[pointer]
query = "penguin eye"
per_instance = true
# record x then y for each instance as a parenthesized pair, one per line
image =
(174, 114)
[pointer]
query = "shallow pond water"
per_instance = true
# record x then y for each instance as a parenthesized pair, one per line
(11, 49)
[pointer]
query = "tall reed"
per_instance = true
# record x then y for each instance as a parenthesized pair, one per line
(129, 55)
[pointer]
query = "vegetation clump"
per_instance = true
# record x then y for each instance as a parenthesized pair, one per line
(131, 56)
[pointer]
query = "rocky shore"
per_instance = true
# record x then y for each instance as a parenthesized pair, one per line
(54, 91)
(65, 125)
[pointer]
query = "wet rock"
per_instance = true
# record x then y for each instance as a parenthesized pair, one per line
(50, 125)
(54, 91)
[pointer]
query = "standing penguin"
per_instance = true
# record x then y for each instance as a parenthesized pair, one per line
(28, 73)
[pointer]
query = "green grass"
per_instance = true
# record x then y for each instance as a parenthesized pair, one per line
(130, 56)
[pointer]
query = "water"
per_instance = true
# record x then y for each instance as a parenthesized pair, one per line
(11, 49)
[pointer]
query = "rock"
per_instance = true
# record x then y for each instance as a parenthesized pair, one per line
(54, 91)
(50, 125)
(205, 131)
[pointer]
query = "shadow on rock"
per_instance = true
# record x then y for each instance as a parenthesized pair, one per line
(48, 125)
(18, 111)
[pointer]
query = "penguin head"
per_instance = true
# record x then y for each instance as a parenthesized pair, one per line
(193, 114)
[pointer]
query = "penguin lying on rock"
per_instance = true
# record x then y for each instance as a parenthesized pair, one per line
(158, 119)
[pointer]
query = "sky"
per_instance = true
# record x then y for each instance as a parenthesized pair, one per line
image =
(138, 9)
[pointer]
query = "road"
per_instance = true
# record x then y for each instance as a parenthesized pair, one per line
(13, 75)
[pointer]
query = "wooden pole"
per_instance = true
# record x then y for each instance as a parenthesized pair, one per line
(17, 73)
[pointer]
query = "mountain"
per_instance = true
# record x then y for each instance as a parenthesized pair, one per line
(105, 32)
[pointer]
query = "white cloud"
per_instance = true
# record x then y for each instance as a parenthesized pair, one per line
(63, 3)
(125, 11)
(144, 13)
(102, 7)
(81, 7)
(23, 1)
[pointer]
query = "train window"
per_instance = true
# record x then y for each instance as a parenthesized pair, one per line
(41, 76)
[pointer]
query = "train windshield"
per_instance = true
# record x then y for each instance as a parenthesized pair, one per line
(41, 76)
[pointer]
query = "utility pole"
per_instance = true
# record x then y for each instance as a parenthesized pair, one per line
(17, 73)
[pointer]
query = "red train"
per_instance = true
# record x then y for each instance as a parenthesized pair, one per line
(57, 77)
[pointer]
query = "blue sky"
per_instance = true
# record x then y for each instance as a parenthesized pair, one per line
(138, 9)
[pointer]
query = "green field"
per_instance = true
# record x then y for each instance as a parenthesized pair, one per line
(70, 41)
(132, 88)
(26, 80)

• • • • •

#### Task statement:
Scan the material for "pole" and copy the lines that hold it.

#### Finished exercise:
query = "wooden pole"
query = "utility pole"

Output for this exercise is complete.